## TE LEVEREN
Neem al het onderstaande materiaal woordelijk over, zonder iets te wijzigen of weg te laten.

## WERKMATERIAAL
┌────────
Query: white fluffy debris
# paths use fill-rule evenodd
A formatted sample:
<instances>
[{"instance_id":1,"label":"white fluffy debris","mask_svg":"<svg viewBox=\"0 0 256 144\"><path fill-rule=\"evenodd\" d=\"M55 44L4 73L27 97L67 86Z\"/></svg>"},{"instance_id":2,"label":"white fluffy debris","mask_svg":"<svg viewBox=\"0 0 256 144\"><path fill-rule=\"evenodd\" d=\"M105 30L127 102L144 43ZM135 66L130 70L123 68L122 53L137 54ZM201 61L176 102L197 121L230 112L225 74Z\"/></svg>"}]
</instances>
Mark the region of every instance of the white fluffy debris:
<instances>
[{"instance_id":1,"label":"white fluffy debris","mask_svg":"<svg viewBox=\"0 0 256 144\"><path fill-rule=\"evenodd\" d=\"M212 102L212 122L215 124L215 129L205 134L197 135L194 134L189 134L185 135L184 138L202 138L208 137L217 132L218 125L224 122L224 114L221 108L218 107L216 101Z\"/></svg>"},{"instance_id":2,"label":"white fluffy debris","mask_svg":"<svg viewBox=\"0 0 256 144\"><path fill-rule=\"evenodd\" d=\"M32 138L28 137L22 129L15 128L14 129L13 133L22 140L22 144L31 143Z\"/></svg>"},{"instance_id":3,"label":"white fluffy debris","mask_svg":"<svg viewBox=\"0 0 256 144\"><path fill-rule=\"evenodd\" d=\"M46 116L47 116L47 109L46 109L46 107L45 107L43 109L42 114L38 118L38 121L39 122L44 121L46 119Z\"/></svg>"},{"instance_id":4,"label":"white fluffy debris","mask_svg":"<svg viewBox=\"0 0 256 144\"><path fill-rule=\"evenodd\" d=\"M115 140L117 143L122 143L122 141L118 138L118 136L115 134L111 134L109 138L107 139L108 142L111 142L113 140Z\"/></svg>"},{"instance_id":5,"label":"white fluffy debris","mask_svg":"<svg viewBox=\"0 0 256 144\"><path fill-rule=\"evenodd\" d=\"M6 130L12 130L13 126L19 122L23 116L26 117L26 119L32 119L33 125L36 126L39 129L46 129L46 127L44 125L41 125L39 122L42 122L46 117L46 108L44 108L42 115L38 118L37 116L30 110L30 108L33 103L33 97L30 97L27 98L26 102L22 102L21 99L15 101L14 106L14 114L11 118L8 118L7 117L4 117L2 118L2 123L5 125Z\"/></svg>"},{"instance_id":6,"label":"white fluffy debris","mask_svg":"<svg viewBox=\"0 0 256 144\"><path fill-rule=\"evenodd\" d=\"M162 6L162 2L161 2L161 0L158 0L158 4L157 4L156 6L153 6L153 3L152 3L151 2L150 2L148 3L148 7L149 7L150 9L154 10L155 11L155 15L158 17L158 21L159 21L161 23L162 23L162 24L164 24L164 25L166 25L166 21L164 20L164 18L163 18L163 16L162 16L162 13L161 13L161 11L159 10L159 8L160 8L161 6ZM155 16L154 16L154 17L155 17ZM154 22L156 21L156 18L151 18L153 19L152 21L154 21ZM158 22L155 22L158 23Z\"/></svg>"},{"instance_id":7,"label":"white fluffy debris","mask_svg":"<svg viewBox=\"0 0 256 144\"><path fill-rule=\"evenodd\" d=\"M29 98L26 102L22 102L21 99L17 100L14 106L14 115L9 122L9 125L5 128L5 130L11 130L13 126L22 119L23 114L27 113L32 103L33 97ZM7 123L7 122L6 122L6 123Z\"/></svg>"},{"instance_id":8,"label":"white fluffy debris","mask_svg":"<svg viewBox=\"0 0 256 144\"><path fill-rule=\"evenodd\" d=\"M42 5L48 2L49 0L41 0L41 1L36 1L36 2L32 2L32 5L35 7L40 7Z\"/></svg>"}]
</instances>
└────────
## UITWERKING
Query: white fluffy debris
# paths use fill-rule evenodd
A formatted sample:
<instances>
[{"instance_id":1,"label":"white fluffy debris","mask_svg":"<svg viewBox=\"0 0 256 144\"><path fill-rule=\"evenodd\" d=\"M55 44L4 73L27 97L67 86Z\"/></svg>"},{"instance_id":2,"label":"white fluffy debris","mask_svg":"<svg viewBox=\"0 0 256 144\"><path fill-rule=\"evenodd\" d=\"M105 30L127 102L144 43ZM135 66L130 70L123 68L122 53L137 54ZM201 61L176 102L197 121L230 112L225 74Z\"/></svg>"}]
</instances>
Mark the region of every instance of the white fluffy debris:
<instances>
[{"instance_id":1,"label":"white fluffy debris","mask_svg":"<svg viewBox=\"0 0 256 144\"><path fill-rule=\"evenodd\" d=\"M212 102L212 122L215 124L215 129L205 134L197 135L194 134L189 134L185 135L184 138L202 138L208 137L217 132L218 125L224 122L224 114L221 108L218 107L216 101Z\"/></svg>"},{"instance_id":2,"label":"white fluffy debris","mask_svg":"<svg viewBox=\"0 0 256 144\"><path fill-rule=\"evenodd\" d=\"M32 138L28 137L22 129L15 128L14 129L13 133L22 140L22 144L31 143Z\"/></svg>"},{"instance_id":3,"label":"white fluffy debris","mask_svg":"<svg viewBox=\"0 0 256 144\"><path fill-rule=\"evenodd\" d=\"M46 116L47 116L47 109L46 109L46 107L45 107L43 109L42 114L38 118L38 121L39 122L44 121L46 119Z\"/></svg>"},{"instance_id":4,"label":"white fluffy debris","mask_svg":"<svg viewBox=\"0 0 256 144\"><path fill-rule=\"evenodd\" d=\"M115 140L117 143L122 143L122 141L118 138L118 136L115 134L111 134L109 138L107 139L108 142L111 142L113 140Z\"/></svg>"},{"instance_id":5,"label":"white fluffy debris","mask_svg":"<svg viewBox=\"0 0 256 144\"><path fill-rule=\"evenodd\" d=\"M6 130L12 130L13 126L19 122L23 116L26 117L26 119L32 119L33 125L36 126L39 129L46 129L46 127L44 125L41 125L39 122L42 122L46 117L46 108L44 108L42 115L38 118L37 116L30 110L30 108L33 103L33 97L30 97L27 98L26 102L22 102L21 99L15 101L14 106L14 114L11 118L8 118L7 117L4 117L2 118L2 123L5 125Z\"/></svg>"},{"instance_id":6,"label":"white fluffy debris","mask_svg":"<svg viewBox=\"0 0 256 144\"><path fill-rule=\"evenodd\" d=\"M162 6L162 2L161 2L161 0L158 0L158 4L157 4L156 6L153 6L153 3L152 3L151 2L150 2L148 3L148 7L149 7L150 9L154 10L155 11L155 15L158 17L158 21L159 21L161 23L162 23L162 24L164 24L164 25L166 25L166 21L164 20L164 18L163 18L163 16L162 16L162 13L161 13L161 11L159 10L159 8L160 8L161 6ZM155 16L154 16L154 17L155 17ZM154 22L156 21L156 18L151 18L153 19L152 21L154 21ZM158 22L155 22L158 23Z\"/></svg>"},{"instance_id":7,"label":"white fluffy debris","mask_svg":"<svg viewBox=\"0 0 256 144\"><path fill-rule=\"evenodd\" d=\"M29 98L26 102L22 102L21 99L17 100L14 106L14 115L9 122L9 125L5 128L5 130L11 130L13 126L22 119L23 114L27 113L32 103L33 97ZM7 123L7 122L6 122L6 123Z\"/></svg>"},{"instance_id":8,"label":"white fluffy debris","mask_svg":"<svg viewBox=\"0 0 256 144\"><path fill-rule=\"evenodd\" d=\"M42 5L48 2L49 0L41 0L41 1L36 1L36 2L32 2L32 5L35 7L40 7Z\"/></svg>"}]
</instances>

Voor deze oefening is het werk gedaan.